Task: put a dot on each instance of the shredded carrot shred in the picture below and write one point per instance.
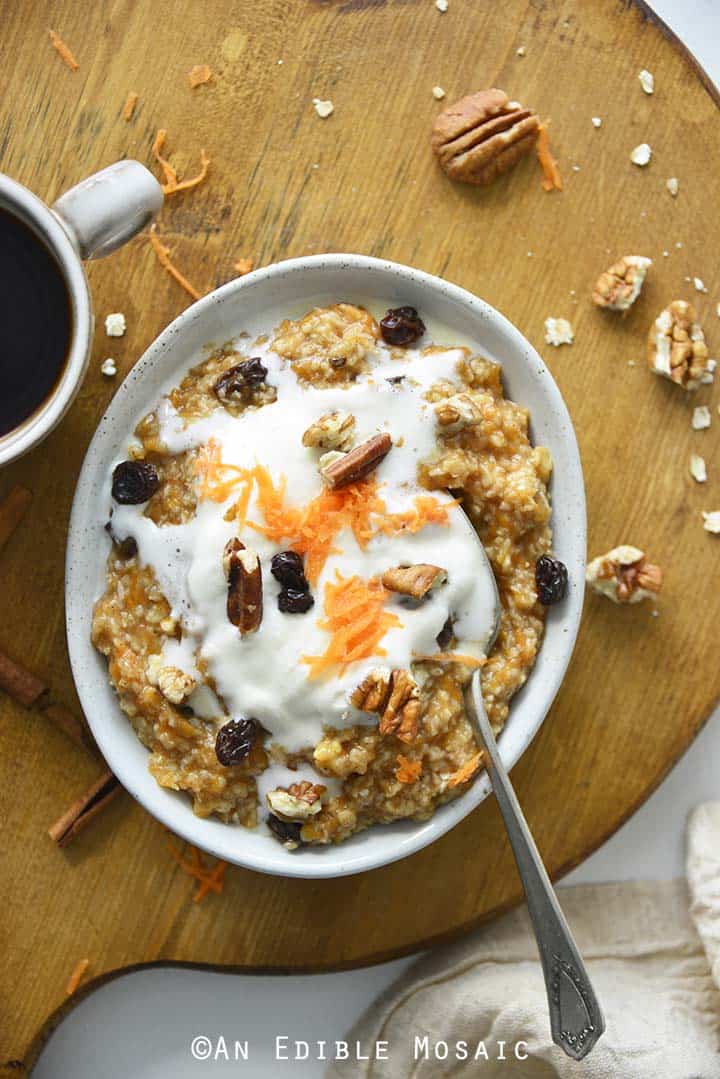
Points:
(128, 107)
(172, 185)
(208, 879)
(310, 530)
(356, 620)
(448, 657)
(63, 51)
(163, 257)
(466, 772)
(552, 178)
(407, 772)
(77, 977)
(199, 76)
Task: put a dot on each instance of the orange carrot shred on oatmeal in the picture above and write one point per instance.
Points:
(356, 620)
(128, 107)
(63, 51)
(552, 178)
(164, 258)
(199, 76)
(77, 977)
(407, 772)
(172, 185)
(208, 879)
(466, 772)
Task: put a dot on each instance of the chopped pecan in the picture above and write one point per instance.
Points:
(334, 431)
(619, 287)
(395, 698)
(676, 345)
(297, 802)
(357, 464)
(483, 135)
(624, 575)
(244, 576)
(416, 581)
(456, 413)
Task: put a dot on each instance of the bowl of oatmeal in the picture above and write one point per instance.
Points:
(275, 596)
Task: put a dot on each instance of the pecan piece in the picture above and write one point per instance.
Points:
(357, 464)
(483, 135)
(298, 802)
(395, 698)
(334, 431)
(676, 345)
(619, 287)
(244, 576)
(416, 581)
(456, 413)
(624, 575)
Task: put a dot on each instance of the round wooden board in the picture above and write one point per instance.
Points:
(284, 182)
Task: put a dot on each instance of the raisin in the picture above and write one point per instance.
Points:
(288, 569)
(445, 634)
(402, 326)
(286, 831)
(552, 579)
(134, 482)
(295, 601)
(238, 382)
(234, 740)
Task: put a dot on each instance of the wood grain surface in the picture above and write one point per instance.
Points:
(284, 182)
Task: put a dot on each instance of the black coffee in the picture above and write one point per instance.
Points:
(35, 323)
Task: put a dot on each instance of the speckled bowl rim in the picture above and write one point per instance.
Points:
(379, 845)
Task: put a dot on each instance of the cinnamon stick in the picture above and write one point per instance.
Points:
(19, 683)
(84, 809)
(13, 509)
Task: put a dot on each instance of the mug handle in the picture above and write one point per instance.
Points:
(109, 207)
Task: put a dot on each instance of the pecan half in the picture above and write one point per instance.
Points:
(624, 575)
(334, 431)
(395, 698)
(416, 581)
(244, 576)
(676, 345)
(456, 413)
(619, 287)
(358, 463)
(483, 135)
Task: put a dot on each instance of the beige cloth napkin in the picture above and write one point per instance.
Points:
(652, 951)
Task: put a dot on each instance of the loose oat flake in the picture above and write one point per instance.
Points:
(114, 324)
(697, 468)
(558, 331)
(641, 154)
(647, 81)
(702, 418)
(324, 109)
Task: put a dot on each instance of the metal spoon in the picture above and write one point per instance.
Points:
(576, 1020)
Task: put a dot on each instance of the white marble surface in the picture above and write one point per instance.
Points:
(650, 846)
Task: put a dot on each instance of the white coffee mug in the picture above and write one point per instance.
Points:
(86, 222)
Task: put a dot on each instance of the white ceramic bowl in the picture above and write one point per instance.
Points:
(266, 296)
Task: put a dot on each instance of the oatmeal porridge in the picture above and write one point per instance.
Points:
(295, 599)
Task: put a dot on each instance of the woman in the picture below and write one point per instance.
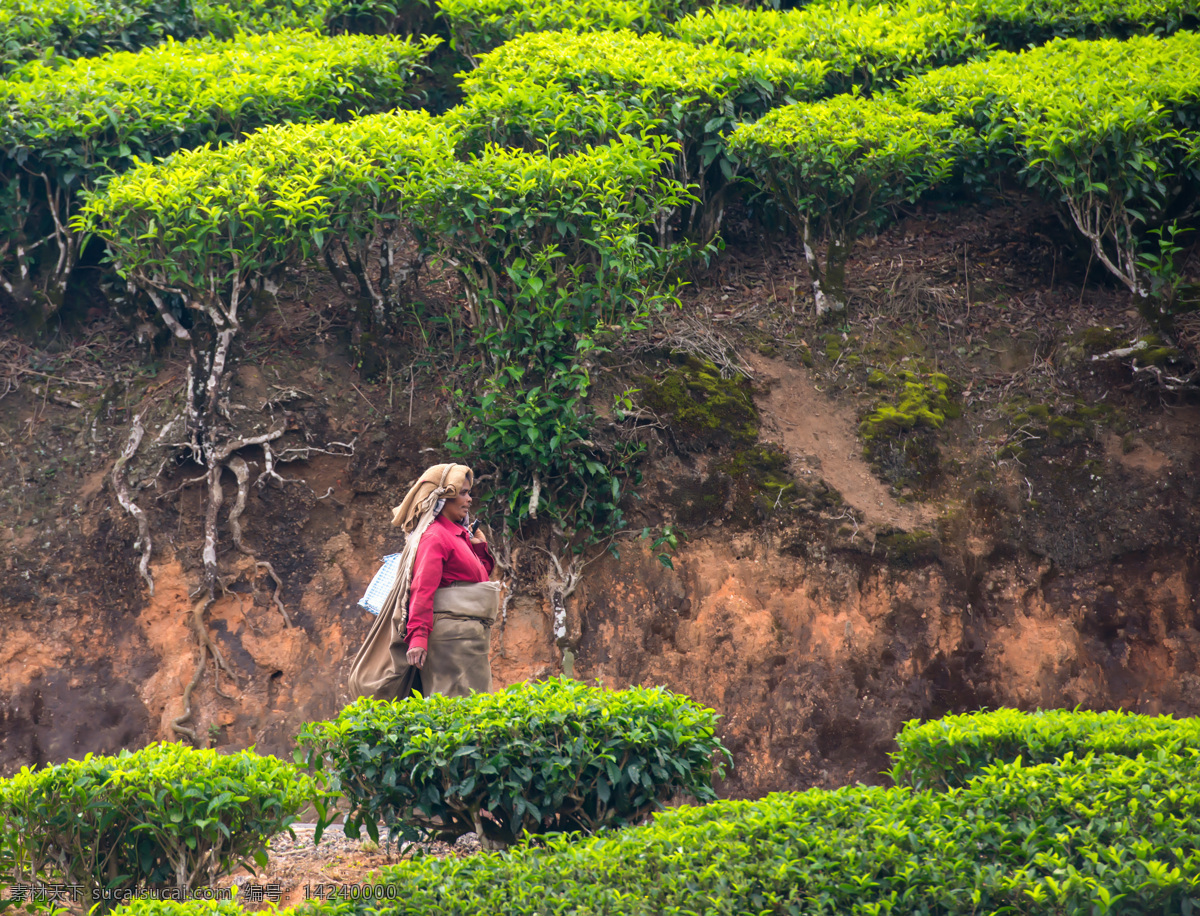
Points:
(439, 642)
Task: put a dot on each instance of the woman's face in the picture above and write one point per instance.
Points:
(456, 507)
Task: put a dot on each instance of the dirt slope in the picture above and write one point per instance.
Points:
(1037, 549)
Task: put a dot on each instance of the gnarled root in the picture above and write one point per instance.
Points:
(241, 471)
(126, 498)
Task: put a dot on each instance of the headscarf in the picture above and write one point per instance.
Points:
(445, 480)
(414, 515)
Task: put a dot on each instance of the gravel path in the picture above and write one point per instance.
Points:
(339, 866)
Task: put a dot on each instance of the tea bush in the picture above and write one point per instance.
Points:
(550, 250)
(1098, 834)
(535, 758)
(69, 127)
(951, 750)
(1017, 24)
(694, 95)
(479, 25)
(227, 18)
(216, 222)
(1101, 126)
(547, 249)
(837, 167)
(382, 17)
(868, 47)
(31, 29)
(166, 815)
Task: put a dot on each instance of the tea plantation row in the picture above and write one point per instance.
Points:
(1048, 813)
(1119, 151)
(71, 126)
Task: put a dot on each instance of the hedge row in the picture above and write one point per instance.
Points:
(31, 29)
(205, 215)
(1105, 127)
(951, 750)
(541, 758)
(893, 37)
(69, 127)
(1093, 836)
(478, 25)
(165, 816)
(1015, 24)
(550, 88)
(201, 217)
(862, 46)
(838, 167)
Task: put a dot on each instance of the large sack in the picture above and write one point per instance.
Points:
(457, 662)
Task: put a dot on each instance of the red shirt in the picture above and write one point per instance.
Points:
(445, 555)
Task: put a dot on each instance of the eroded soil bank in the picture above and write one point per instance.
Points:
(1035, 549)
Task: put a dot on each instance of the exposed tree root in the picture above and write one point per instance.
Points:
(126, 498)
(241, 471)
(198, 674)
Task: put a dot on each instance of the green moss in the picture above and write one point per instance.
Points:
(703, 408)
(899, 432)
(1099, 340)
(832, 346)
(924, 401)
(1059, 424)
(907, 548)
(763, 485)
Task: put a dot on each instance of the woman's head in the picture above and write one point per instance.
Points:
(456, 507)
(445, 482)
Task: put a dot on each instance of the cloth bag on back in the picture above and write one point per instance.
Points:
(457, 660)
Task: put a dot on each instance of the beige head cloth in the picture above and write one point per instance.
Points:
(441, 482)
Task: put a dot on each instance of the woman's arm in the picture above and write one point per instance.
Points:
(480, 549)
(427, 567)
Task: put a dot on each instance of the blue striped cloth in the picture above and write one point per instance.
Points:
(382, 584)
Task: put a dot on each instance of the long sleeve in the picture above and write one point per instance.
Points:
(485, 556)
(431, 556)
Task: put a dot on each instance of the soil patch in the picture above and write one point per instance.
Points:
(819, 435)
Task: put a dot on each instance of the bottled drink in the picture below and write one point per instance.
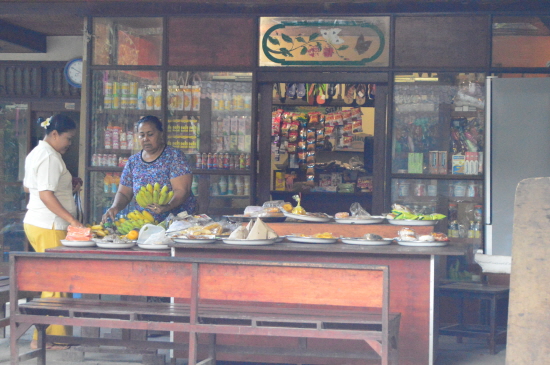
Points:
(226, 161)
(223, 185)
(471, 230)
(220, 161)
(453, 212)
(242, 162)
(209, 161)
(195, 185)
(478, 213)
(204, 161)
(107, 183)
(214, 160)
(198, 161)
(230, 185)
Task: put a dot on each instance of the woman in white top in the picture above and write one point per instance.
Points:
(51, 207)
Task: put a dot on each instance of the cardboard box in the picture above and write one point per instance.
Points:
(458, 162)
(415, 163)
(443, 169)
(433, 160)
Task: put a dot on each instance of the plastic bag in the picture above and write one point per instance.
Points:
(357, 211)
(150, 230)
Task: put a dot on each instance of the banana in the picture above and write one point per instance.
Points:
(148, 217)
(148, 197)
(140, 199)
(163, 198)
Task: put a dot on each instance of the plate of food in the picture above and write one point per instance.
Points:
(153, 247)
(195, 239)
(412, 222)
(310, 217)
(112, 244)
(243, 218)
(369, 239)
(244, 242)
(318, 238)
(70, 243)
(351, 220)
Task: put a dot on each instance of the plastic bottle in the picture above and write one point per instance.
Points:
(114, 183)
(195, 185)
(149, 98)
(107, 183)
(157, 98)
(231, 185)
(223, 185)
(471, 230)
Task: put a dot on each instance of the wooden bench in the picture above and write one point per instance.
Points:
(220, 296)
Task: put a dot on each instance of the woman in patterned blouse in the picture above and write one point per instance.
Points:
(156, 162)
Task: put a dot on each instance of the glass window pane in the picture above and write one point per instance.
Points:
(211, 42)
(521, 41)
(210, 114)
(14, 124)
(127, 41)
(324, 42)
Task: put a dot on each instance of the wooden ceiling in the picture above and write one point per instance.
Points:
(24, 24)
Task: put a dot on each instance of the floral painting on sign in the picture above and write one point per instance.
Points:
(324, 42)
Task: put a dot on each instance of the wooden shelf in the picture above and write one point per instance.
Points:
(221, 172)
(437, 176)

====================

▶ Work task:
Lines of the listing above that hold the string "beige" should each be copied.

▶ Result of this task:
Task: put a dot on each instance of the beige cloth napkin in the picture above and write one point per instance.
Task: put a dot on each instance of the beige head cloth in the picture above and write one point per instance.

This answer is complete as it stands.